Work required –
State how many of the rows below contain the string "window". Give only the number.

--- Begin Input records ---

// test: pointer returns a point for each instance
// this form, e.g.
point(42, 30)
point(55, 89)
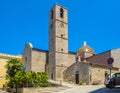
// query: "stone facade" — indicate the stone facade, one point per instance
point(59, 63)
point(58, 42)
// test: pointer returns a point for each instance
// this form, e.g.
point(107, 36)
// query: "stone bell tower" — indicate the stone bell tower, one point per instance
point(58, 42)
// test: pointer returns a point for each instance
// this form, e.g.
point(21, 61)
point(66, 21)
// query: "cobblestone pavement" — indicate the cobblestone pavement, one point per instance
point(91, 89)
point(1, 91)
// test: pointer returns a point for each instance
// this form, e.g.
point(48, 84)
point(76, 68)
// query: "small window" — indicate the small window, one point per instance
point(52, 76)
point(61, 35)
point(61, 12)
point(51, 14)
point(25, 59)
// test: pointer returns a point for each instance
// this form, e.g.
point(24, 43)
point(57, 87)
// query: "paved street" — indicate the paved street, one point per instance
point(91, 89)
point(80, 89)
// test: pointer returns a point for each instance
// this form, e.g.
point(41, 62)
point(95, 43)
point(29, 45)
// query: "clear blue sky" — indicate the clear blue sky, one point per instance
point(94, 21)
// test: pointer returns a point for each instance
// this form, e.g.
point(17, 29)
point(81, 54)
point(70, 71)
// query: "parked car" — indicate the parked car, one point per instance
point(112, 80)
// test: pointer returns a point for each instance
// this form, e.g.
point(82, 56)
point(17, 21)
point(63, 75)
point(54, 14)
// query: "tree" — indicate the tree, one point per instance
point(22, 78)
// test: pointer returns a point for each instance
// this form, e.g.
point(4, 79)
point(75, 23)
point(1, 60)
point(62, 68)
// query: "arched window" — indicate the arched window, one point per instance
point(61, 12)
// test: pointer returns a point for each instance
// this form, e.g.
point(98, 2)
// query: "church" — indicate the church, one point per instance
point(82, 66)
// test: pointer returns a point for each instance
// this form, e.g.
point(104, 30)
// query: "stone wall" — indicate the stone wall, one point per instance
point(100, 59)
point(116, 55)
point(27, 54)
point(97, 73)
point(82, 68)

--- End Input records ---
--- Begin Input records ---

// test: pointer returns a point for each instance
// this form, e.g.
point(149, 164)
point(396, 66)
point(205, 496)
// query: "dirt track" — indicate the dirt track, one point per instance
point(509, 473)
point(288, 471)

--- End Input records ---
--- Begin Input records ---

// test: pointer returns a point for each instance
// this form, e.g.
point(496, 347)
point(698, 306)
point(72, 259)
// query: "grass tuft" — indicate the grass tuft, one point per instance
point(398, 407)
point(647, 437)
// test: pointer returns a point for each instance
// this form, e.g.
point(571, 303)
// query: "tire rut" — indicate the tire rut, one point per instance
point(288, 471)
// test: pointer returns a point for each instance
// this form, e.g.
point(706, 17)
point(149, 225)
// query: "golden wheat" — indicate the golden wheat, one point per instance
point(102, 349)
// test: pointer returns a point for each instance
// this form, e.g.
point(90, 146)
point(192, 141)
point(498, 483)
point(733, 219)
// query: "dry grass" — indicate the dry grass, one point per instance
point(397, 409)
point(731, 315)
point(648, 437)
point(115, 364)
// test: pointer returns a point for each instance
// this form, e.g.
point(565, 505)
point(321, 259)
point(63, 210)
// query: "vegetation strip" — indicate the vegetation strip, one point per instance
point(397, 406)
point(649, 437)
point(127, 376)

--- End Input records ---

Result of the exercise –
2